• Exercise task:
Edit all of the records below by replacing each "Target" with "Label" and keeping every other part unchanged.

** Begin Extracted information **

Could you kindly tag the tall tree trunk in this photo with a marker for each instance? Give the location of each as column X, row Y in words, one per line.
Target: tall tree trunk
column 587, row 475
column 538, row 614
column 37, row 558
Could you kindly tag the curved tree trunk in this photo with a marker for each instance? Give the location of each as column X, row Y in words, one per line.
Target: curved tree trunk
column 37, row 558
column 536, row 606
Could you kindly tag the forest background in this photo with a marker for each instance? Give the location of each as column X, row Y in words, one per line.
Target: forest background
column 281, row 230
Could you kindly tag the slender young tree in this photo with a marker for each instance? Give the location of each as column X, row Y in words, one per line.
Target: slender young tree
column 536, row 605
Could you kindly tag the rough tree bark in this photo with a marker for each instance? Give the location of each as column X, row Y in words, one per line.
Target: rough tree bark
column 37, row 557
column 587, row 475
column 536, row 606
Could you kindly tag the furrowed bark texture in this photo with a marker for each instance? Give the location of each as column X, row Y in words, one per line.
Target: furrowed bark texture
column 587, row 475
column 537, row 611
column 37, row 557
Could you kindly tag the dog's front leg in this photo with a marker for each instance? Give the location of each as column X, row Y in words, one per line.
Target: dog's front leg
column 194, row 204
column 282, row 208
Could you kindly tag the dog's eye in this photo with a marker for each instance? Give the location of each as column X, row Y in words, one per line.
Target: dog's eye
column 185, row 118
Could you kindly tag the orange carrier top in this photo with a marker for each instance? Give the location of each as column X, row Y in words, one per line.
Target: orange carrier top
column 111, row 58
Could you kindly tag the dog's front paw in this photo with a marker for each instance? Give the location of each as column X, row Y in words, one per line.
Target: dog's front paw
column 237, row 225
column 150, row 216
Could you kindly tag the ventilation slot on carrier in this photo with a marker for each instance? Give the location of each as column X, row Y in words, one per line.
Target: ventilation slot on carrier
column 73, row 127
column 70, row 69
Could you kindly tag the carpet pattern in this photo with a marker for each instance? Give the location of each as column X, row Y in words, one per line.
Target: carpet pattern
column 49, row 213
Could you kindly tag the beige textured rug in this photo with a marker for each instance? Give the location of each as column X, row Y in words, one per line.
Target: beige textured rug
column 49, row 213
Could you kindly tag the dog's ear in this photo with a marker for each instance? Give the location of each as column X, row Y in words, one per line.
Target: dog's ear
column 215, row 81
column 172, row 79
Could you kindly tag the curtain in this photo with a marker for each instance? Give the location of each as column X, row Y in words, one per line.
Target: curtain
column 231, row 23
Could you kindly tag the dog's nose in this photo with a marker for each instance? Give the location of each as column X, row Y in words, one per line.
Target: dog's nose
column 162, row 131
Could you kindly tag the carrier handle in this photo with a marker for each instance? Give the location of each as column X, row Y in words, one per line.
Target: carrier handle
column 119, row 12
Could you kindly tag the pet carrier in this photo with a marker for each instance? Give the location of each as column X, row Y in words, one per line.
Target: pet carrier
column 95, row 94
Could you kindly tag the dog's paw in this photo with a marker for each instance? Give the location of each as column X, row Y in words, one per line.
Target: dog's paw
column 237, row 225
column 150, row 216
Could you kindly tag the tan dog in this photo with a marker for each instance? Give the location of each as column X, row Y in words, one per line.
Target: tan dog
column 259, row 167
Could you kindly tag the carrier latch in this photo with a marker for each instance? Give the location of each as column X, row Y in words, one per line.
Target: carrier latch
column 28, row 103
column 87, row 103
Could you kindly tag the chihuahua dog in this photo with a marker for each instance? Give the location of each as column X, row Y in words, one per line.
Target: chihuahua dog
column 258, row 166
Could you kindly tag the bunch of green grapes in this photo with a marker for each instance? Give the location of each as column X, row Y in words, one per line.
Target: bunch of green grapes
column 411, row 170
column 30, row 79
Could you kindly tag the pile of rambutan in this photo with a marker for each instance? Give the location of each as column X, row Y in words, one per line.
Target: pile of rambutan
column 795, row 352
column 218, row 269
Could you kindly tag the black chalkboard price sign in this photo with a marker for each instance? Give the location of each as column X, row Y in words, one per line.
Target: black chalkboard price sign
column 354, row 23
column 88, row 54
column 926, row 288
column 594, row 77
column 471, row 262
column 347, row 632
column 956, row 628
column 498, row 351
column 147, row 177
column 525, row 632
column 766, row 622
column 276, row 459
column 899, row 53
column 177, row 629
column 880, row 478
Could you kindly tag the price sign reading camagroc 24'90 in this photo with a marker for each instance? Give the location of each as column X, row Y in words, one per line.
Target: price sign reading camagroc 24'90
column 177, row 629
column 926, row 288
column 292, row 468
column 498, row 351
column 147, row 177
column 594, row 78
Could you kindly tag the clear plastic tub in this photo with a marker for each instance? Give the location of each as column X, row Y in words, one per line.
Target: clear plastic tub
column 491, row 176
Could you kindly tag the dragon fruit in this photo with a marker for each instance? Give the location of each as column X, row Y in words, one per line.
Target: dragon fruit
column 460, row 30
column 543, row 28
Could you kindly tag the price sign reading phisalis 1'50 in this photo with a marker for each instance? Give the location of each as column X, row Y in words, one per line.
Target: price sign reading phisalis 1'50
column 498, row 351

** End Extracted information **

• The completed task:
Could you kindly tag the tall tree trunk in this photo with a marker for each instance? Give the location of each as column X, row Y in words, one per line.
Label: tall tree trunk
column 587, row 475
column 538, row 614
column 37, row 558
Could you kindly tag the curved tree trunk in this photo with a marker for each instance? Give the location of each as column X, row Y in words, one per line.
Label: curved tree trunk
column 37, row 558
column 536, row 606
Could you kindly tag the forest background in this photo with a marker for each instance? Give the location of each as column X, row Y in words, one per line.
Label: forest background
column 281, row 230
Could you kindly tag the slender young tree in this photo with a marker for each instance? Give the location of each as column X, row Y in words, one per line.
Label: slender young tree
column 536, row 605
Could you kindly tag the rough tree bark in this photo with a marker for each instance? Give the location of each as column X, row Y in words, one per line.
Label: rough tree bark
column 37, row 557
column 587, row 475
column 536, row 606
Could you kindly tag the furrowed bark texture in this photo with a marker for each instance? Give the location of each as column X, row Y in words, one per line.
Label: furrowed bark texture
column 587, row 475
column 537, row 611
column 37, row 557
Could you kindly tag the dog's front leg in this photo with a marker for each instance? Give the location of each as column X, row Y in words, one per line.
Label: dog's front leg
column 194, row 204
column 282, row 208
Could you kindly tag the dog's eye in this photo with a marker for each instance? Give the location of each as column X, row Y in words, one per line.
Label: dog's eye
column 185, row 118
Could you kindly tag the orange carrier top in this photo with a marker for each instance? Give the location of each as column X, row Y in words, one per line.
Label: orange carrier top
column 111, row 58
Could you kindly tag the dog's front paw in this photo with a marker for each instance? Give the location of each as column X, row Y in words, one per line.
Label: dog's front paw
column 237, row 225
column 150, row 216
Could you kindly tag the ventilation slot on carrier in this photo with a marker for each instance? Give the location of each as column X, row Y in words, one per line.
Label: ventilation slot on carrier
column 73, row 127
column 70, row 69
Could you kindly tag the carpet pattern in this photo with a marker for each instance? Give the location of each as column X, row Y in words, one per line.
Label: carpet pattern
column 49, row 213
Could you kindly tag the beige textured rug in this photo with a marker for each instance? Give the location of each as column X, row Y in words, one per line.
Label: beige textured rug
column 49, row 213
Could you kindly tag the dog's ear in this photo with a marker for each instance? Give the location of each as column X, row Y in words, one per line.
Label: dog's ear
column 215, row 81
column 172, row 79
Could you kindly tag the curtain in this photo with a marker for each instance? Give the location of each as column X, row Y in words, one per line.
Label: curtain
column 231, row 23
Could you kindly tag the dog's nose in this photo with a marker for each instance? Give the location of each as column X, row Y in words, one per line.
Label: dog's nose
column 162, row 131
Could you kindly tag the carrier handle in this photo with a marker for each instance? Give the location of each as column X, row Y in words, one per line.
Label: carrier handle
column 119, row 12
Could you kindly tag the pet carrier in this photo with a marker for each instance? Give the location of each as column X, row Y in words, one per line.
Label: pet carrier
column 95, row 94
Could you kindly tag the dog's paw in this photo with a marker for each instance? Give the location of each as column X, row Y in words, one per line.
Label: dog's paw
column 237, row 225
column 150, row 216
Could you kindly tag the tan dog in this photo with a marker for each instance? Give the location of each as column X, row Y in words, one per line.
Label: tan dog
column 259, row 167
Could you kindly tag the carrier latch in this photo with a marker for each instance? Give the location of each as column X, row Y in words, one per line.
Label: carrier latch
column 28, row 103
column 87, row 103
Could you kindly tag the chihuahua dog in this photo with a marker for each instance? Give the location of each as column X, row Y in words, one per line.
Label: chihuahua dog
column 258, row 166
Could you kindly tag the bunch of green grapes in this photo with a marker for each instance? Give the location of each as column X, row Y in words, one per line.
Label: bunch of green grapes
column 411, row 170
column 30, row 79
Could you kindly tag the pile of rambutan in this photo with a marker for each instance? Give the location of each as column X, row Y in words, one per line.
Label: pile of rambutan
column 795, row 352
column 218, row 269
Could you kindly tag the black chalkboard price sign in this photo with a marker for each instance? Give the location of each as column X, row Y in words, one per line.
Label: black chalkboard price sign
column 354, row 23
column 88, row 54
column 926, row 288
column 594, row 77
column 471, row 262
column 347, row 632
column 956, row 628
column 498, row 351
column 147, row 177
column 525, row 632
column 766, row 622
column 276, row 459
column 899, row 53
column 177, row 629
column 880, row 478
Could you kindly tag the price sign reading camagroc 24'90 in this photo with a marker for each instance? Give the location of each as column X, row Y in words, one per line.
Label: price sign reading camagroc 24'90
column 177, row 629
column 926, row 288
column 292, row 468
column 498, row 351
column 147, row 177
column 594, row 78
Could you kindly tag the clear plastic tub in this photo with a marker for each instance? Give the location of each as column X, row Y in words, one per line.
Label: clear plastic tub
column 491, row 176
Could you kindly tag the dragon fruit in this photo with a marker for each instance? Give the location of each as column X, row Y in words, one per line.
Label: dragon fruit
column 460, row 30
column 543, row 28
Could you kindly tag the price sign reading phisalis 1'50 in this photo with a marker for each instance? Give the location of each as column X, row Y in words, one per line.
Label: price sign reading phisalis 1'50
column 498, row 351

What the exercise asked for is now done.